*Do this*
Reproduce the stretch of the data from the line containing "target = green tractor" through the end of the data, word for word.

*Record excerpts*
.....

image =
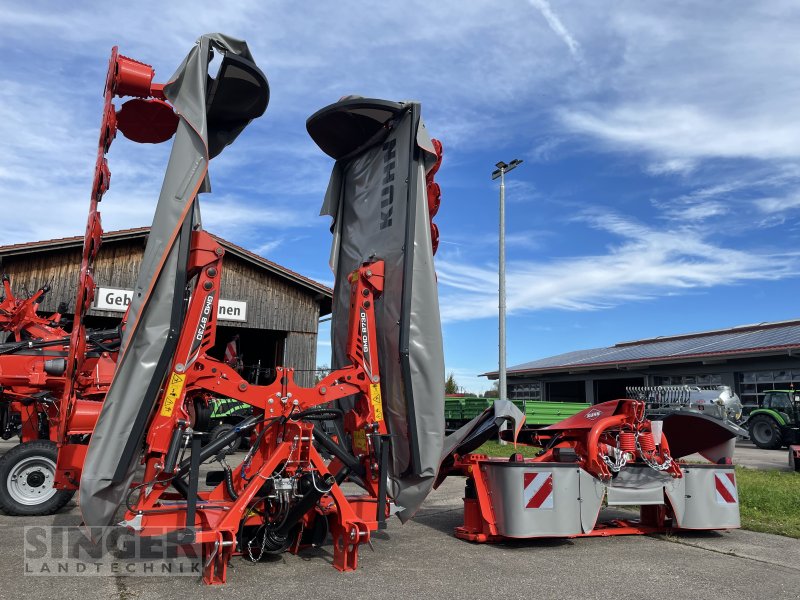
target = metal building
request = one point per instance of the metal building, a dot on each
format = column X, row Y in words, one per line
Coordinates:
column 274, row 311
column 751, row 359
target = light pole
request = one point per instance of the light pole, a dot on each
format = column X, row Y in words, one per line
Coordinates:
column 502, row 169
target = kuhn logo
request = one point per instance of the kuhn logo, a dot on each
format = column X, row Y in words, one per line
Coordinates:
column 387, row 193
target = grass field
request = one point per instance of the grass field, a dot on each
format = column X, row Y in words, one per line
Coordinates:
column 769, row 500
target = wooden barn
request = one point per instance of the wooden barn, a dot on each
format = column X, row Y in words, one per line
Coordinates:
column 274, row 311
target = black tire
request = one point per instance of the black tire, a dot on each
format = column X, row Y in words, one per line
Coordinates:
column 221, row 430
column 26, row 479
column 765, row 432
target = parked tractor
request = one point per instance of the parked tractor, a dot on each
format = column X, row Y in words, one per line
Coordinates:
column 33, row 364
column 776, row 423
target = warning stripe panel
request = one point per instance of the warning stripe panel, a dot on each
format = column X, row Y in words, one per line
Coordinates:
column 538, row 489
column 725, row 486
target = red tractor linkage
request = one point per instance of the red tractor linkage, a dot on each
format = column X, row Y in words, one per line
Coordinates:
column 284, row 490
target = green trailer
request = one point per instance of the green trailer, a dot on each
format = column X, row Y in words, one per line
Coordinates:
column 541, row 414
column 776, row 423
column 460, row 409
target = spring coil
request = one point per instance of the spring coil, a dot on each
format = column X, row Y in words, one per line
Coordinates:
column 627, row 441
column 646, row 442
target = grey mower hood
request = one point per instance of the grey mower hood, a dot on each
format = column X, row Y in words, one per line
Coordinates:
column 378, row 201
column 212, row 112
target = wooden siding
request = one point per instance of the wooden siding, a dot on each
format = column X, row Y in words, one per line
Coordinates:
column 301, row 354
column 272, row 303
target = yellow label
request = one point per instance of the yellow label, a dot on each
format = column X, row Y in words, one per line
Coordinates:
column 174, row 390
column 360, row 440
column 375, row 398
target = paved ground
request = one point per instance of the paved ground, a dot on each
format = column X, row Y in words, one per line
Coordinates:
column 422, row 559
column 748, row 455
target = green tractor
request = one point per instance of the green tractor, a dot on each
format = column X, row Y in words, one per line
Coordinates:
column 776, row 423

.....

*Solved problem*
target = green tractor
request = one point per instance of the green tractor, a dot on each
format = column X, row Y in words, one per line
Coordinates:
column 776, row 423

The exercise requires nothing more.